== Goal of the exercise ==
With all pictures omitted, return verbatim the lines from the beginning of the records below through the line containing "Where can the drum be".

(The records)

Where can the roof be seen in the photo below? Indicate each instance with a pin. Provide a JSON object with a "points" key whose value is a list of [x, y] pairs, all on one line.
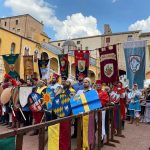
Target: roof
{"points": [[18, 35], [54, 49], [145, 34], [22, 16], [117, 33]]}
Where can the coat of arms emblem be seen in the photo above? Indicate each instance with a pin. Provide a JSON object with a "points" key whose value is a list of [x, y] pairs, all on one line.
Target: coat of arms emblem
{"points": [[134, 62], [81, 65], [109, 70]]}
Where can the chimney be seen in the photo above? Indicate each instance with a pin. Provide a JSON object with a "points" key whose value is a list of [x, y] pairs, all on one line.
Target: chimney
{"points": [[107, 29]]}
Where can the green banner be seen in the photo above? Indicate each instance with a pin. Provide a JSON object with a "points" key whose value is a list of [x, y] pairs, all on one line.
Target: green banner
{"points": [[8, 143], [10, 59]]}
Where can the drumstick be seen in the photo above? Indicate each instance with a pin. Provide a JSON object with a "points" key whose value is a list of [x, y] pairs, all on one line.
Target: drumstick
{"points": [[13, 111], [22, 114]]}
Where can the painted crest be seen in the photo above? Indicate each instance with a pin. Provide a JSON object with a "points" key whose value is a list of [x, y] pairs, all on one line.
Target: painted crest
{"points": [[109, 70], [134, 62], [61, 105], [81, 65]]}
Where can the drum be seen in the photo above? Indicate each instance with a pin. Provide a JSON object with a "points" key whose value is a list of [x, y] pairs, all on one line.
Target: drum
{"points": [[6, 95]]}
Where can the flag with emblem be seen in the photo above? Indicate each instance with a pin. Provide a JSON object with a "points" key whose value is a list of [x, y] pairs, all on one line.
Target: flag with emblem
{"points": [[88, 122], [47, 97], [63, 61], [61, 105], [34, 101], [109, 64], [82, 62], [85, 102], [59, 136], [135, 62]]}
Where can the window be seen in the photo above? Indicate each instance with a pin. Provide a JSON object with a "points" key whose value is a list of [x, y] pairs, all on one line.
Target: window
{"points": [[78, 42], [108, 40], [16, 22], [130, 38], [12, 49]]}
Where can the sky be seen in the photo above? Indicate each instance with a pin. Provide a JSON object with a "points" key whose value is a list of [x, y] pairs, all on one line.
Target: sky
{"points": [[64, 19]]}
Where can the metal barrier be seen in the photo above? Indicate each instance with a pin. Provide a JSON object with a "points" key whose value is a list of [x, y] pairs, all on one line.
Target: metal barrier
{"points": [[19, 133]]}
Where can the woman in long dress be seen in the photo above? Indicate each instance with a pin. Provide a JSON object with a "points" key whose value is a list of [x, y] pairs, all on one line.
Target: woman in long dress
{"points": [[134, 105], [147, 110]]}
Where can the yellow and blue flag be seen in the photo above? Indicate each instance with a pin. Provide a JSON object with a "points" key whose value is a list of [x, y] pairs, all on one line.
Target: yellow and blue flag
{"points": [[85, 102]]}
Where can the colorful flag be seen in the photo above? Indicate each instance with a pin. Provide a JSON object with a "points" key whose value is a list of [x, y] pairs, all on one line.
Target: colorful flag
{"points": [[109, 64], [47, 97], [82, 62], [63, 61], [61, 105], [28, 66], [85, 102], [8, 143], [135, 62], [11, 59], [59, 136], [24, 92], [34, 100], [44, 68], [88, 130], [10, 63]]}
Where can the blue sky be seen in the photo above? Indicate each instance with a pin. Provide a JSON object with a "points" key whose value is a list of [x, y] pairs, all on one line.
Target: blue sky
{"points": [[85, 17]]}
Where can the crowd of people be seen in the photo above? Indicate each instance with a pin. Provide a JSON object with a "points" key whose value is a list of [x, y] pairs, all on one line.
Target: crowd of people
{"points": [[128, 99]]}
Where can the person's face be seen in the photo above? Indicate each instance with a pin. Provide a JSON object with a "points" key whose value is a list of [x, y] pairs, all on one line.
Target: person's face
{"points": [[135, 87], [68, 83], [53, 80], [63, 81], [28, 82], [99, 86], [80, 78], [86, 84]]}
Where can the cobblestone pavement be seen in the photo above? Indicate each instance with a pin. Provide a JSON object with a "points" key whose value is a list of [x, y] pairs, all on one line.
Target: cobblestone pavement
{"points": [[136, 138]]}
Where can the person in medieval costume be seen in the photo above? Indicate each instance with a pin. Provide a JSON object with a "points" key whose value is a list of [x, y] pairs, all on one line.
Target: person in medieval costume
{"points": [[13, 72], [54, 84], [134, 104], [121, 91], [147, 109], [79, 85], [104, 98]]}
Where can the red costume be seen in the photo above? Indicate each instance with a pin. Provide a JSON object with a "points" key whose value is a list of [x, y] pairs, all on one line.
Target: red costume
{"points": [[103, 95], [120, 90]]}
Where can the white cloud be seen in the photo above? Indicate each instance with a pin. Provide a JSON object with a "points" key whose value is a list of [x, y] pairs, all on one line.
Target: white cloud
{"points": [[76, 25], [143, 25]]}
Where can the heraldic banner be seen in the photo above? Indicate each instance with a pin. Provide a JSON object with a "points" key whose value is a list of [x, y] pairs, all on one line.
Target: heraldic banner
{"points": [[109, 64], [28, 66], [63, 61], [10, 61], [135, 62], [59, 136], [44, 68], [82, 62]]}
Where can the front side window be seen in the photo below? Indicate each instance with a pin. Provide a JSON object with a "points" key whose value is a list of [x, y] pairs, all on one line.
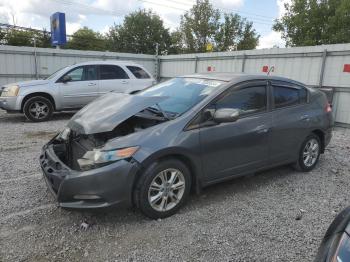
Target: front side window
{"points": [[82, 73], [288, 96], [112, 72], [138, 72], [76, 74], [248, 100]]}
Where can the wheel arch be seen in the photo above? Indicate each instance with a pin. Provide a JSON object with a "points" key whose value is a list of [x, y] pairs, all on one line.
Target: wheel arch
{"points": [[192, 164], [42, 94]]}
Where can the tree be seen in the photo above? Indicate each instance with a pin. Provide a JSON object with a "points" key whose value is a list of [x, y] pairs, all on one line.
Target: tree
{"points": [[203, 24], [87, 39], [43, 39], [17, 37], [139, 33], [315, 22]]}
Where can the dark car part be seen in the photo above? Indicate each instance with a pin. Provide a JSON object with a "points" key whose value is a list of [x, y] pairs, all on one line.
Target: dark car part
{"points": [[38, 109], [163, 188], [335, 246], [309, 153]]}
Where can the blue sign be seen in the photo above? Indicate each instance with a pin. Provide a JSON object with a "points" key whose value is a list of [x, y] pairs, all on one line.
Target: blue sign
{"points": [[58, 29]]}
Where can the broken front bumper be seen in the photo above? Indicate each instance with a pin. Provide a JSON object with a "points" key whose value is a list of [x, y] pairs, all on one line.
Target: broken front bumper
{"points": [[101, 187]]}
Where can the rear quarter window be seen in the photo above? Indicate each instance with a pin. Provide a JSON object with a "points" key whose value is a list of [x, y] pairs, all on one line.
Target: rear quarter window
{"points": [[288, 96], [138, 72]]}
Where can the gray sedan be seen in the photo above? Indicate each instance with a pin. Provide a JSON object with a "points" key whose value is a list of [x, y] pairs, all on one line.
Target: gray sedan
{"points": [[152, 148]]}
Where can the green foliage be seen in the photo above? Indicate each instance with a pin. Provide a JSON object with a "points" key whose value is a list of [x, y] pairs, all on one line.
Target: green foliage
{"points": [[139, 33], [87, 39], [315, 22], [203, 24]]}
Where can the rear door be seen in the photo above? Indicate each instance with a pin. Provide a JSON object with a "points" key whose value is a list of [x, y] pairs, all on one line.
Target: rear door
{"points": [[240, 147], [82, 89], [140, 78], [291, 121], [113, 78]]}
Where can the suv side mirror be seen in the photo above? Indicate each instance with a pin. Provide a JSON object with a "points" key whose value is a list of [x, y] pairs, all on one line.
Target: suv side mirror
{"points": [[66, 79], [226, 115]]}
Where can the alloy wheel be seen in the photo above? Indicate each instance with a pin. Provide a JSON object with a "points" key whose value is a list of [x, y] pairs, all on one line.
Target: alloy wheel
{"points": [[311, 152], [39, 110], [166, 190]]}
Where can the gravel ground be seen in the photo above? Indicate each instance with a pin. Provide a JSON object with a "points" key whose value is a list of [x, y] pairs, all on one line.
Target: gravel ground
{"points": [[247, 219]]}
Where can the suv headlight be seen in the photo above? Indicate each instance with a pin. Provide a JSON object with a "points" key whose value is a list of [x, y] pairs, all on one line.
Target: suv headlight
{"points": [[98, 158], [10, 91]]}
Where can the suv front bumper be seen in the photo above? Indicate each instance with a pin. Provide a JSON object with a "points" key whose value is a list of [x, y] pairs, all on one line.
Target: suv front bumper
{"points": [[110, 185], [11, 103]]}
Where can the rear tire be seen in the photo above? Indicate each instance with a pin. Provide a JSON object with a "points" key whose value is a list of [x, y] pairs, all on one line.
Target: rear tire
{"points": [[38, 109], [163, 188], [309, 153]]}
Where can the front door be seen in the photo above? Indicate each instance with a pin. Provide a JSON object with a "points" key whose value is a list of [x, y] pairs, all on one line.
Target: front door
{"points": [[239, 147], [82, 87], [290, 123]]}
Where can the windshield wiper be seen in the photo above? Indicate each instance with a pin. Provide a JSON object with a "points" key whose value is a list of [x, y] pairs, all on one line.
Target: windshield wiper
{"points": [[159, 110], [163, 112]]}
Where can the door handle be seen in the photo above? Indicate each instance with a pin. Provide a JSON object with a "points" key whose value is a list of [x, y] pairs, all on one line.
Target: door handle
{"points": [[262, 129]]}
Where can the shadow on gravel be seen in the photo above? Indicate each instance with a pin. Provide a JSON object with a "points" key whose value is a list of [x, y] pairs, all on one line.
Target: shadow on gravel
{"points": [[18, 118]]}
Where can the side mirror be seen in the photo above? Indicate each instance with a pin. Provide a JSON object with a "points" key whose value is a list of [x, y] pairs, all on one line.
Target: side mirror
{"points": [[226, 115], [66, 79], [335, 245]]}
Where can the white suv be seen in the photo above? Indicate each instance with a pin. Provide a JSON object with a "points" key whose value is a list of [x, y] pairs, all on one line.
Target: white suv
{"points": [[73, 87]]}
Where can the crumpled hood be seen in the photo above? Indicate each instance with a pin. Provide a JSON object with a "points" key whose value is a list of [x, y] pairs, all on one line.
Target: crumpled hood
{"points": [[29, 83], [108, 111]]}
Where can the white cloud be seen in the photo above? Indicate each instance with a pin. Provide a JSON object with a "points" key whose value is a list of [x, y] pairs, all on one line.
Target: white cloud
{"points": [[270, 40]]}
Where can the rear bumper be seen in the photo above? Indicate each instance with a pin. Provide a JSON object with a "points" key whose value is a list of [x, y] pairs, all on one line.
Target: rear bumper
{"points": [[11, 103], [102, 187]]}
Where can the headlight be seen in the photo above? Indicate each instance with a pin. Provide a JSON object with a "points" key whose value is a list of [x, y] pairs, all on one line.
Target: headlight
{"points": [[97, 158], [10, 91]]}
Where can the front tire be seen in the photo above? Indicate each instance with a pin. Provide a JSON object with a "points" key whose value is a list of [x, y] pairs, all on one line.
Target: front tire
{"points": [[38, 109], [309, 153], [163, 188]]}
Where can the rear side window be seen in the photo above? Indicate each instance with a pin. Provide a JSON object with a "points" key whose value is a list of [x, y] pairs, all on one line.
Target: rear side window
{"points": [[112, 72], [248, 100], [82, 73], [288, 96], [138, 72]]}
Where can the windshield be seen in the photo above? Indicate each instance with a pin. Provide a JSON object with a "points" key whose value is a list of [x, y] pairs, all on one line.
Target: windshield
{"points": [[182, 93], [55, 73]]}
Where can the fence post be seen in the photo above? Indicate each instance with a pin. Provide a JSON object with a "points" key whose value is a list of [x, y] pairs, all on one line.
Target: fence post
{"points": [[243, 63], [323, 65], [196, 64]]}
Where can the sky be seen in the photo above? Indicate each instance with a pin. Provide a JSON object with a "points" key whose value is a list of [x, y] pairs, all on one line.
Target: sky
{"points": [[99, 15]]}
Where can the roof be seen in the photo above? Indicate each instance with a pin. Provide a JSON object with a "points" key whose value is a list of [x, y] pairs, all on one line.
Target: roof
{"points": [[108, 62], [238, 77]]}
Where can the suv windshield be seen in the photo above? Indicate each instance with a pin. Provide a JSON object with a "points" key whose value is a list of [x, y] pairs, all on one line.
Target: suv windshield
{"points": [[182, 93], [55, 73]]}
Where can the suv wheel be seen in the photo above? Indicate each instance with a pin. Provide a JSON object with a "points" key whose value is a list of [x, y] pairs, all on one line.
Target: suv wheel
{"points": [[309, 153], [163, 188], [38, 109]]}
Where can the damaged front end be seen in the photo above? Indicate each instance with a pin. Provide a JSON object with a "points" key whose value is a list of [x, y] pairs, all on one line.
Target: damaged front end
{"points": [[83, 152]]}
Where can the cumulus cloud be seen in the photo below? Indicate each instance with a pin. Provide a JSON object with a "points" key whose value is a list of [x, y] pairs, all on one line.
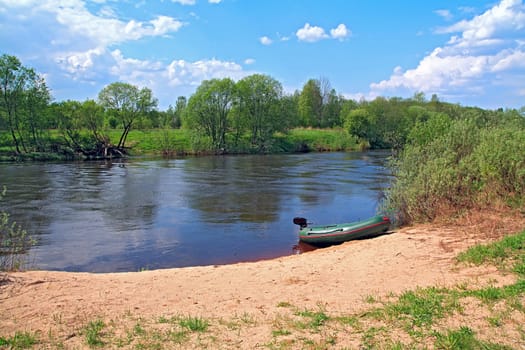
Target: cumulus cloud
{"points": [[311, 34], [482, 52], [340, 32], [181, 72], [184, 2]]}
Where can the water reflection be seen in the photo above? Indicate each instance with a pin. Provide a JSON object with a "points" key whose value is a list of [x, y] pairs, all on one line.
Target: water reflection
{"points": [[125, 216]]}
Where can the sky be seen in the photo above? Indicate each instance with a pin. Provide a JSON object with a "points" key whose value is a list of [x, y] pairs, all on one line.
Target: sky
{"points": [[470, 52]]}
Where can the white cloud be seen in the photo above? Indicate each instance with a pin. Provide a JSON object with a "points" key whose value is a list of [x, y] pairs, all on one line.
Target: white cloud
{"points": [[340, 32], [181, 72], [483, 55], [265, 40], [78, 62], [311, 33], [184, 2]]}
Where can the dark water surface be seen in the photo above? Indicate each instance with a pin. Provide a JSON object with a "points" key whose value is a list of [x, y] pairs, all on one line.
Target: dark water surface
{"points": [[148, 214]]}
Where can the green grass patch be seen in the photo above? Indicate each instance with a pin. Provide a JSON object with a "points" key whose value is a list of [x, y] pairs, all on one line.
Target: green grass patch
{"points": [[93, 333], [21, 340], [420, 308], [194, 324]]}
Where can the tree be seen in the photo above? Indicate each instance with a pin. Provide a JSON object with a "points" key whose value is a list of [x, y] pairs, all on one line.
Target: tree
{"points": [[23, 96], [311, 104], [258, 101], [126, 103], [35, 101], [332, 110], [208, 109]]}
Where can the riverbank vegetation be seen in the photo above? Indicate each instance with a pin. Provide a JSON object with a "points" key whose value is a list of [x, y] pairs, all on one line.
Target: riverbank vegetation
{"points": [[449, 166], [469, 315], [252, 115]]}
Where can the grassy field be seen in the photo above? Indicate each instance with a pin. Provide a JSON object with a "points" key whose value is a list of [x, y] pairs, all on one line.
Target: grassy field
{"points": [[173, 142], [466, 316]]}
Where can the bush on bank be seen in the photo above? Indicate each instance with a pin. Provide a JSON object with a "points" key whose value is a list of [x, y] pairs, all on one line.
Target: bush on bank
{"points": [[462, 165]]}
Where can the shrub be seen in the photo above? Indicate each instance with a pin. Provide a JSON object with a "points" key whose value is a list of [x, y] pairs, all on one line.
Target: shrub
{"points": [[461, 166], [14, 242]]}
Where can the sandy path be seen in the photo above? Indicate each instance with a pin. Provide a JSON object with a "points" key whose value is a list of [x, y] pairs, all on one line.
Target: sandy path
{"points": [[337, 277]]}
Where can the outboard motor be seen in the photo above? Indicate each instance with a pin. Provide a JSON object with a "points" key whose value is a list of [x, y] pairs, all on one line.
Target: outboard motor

(End The records)

== Written answer ==
Where can the roof be seen in the photo below? Indicate each instance with a pin. Provide a JSON object with a "points" key whose value is a list of [x, y] pairs, all on one line.
Target: roof
{"points": [[18, 35], [54, 49], [145, 34], [22, 16], [117, 33]]}
Where can the coat of arms emblem be seen in the photo above? Indicate each instance with a pin. Provide a JSON object with a "points" key whose value is a list of [x, y] pairs, all on one line.
Target: coat of arms emblem
{"points": [[134, 62], [81, 65], [109, 70]]}
Where can the chimney be seen in the photo above? Indicate each instance with a pin. Provide a JSON object with a "points" key whose value is a list of [x, y] pairs, all on one line.
Target: chimney
{"points": [[107, 29]]}
Where can the green banner be seen in the photo above? Indicate each instance with a pin. Provide a JSON object with a "points" key whose value is a list of [x, y] pairs, all on one line.
Target: green banner
{"points": [[8, 143], [10, 59]]}
Where can the drumstick be seen in the photo above? Indicate each instance with a pin. Provide a JSON object with a "points" key whose value is a list of [x, y] pairs, all on one line.
Target: drumstick
{"points": [[13, 111], [22, 114]]}
Where can the painted crest be seen in the photo above? Indicate each instance with a pin. Provide a JSON object with a "points" key whose value is a list of [x, y] pairs, all on one line.
Target: painted crest
{"points": [[109, 70], [134, 62], [61, 105], [81, 65]]}
Where can the drum be seen in the photo above? Indicate each instance with a pin. Provide a JSON object with a "points" key whose value is a list of [x, y] pairs, all on one line.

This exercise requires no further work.